__Exercise objective__. Please write out all of the records below exactly as they appear.

__Entries shown__.

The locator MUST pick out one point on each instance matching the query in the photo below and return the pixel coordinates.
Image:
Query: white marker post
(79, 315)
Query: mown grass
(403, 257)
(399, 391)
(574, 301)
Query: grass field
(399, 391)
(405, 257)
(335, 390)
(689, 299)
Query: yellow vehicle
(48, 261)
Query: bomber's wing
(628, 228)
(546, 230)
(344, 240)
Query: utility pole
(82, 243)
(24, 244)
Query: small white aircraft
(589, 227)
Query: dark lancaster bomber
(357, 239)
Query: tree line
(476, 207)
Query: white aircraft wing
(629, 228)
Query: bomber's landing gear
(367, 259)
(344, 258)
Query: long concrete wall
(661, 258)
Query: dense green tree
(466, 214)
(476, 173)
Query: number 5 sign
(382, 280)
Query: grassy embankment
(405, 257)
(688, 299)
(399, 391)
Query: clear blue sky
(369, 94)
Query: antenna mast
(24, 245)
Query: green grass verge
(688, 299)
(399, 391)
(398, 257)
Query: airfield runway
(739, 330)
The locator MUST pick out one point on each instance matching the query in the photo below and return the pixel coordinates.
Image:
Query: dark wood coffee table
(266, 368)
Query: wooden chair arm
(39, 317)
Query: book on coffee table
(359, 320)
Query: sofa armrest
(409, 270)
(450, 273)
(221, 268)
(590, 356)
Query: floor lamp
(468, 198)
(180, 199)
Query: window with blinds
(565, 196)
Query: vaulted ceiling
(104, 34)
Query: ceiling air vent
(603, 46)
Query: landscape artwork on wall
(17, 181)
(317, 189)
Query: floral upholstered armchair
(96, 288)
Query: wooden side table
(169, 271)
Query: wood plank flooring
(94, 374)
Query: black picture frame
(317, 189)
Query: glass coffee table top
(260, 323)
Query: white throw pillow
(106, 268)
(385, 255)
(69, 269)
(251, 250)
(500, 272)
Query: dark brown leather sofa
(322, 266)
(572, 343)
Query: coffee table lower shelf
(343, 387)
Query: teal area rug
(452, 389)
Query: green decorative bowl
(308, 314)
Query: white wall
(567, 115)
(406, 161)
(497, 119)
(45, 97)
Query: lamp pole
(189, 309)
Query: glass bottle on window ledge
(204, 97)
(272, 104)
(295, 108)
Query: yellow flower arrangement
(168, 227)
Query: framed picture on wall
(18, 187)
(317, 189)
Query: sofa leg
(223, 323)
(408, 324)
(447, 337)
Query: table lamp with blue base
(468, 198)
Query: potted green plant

__Written response__.
The locator MUST pick out one point on each instance matching the query in the photo below and return the pixel coordinates.
Image:
Query: white marker post
(79, 315)
Query: mown grass
(403, 257)
(399, 391)
(574, 301)
Query: grass field
(399, 391)
(405, 257)
(335, 390)
(689, 299)
Query: yellow vehicle
(48, 261)
Query: bomber's wing
(628, 228)
(546, 230)
(344, 240)
Query: utility pole
(82, 243)
(24, 244)
Query: small white aircraft
(589, 227)
Query: dark lancaster bomber
(357, 239)
Query: tree line
(476, 207)
Query: white aircraft wing
(629, 228)
Query: bomber's landing gear
(367, 259)
(344, 258)
Query: long concrete wall
(661, 258)
Query: dense green tree
(466, 214)
(476, 173)
Query: number 5 sign
(382, 280)
Query: grassy embankment
(405, 257)
(688, 299)
(399, 391)
Query: clear blue sky
(369, 94)
Query: antenna mast
(24, 245)
Query: green grass verge
(688, 299)
(399, 391)
(398, 257)
Query: airfield runway
(739, 330)
The locator MUST pick out one point on each instance matching the query in the photo below and return the pixel coordinates.
Image:
Query: dark wood coffee table
(266, 368)
Query: wooden chair arm
(39, 317)
Query: book on coffee table
(359, 320)
Query: sofa armrest
(409, 270)
(450, 273)
(221, 268)
(590, 356)
Query: floor lamp
(468, 198)
(180, 199)
Query: window with blinds
(565, 196)
Query: vaulted ceiling
(104, 34)
Query: ceiling air vent
(603, 46)
Query: landscape artwork on wall
(17, 181)
(317, 189)
Query: floral upholstered armchair
(96, 288)
Query: wooden side table
(169, 271)
Query: wood plank flooring
(94, 374)
Query: black picture frame
(317, 189)
Query: glass coffee table top
(260, 323)
Query: white throw pillow
(106, 268)
(385, 255)
(69, 269)
(251, 250)
(500, 272)
Query: dark brown leather sofa
(322, 266)
(572, 343)
Query: coffee table lower shelf
(343, 387)
Query: teal area rug
(452, 389)
Query: green decorative bowl
(308, 314)
Query: white wall
(567, 115)
(406, 161)
(497, 119)
(45, 97)
Query: lamp pole
(189, 309)
Query: glass bottle on window ledge
(204, 97)
(272, 104)
(295, 108)
Query: yellow flower arrangement
(168, 227)
Query: framed picture on wall
(18, 187)
(317, 189)
Query: sofa leg
(223, 323)
(408, 324)
(447, 337)
Query: table lamp with blue base
(468, 198)
Query: potted green plant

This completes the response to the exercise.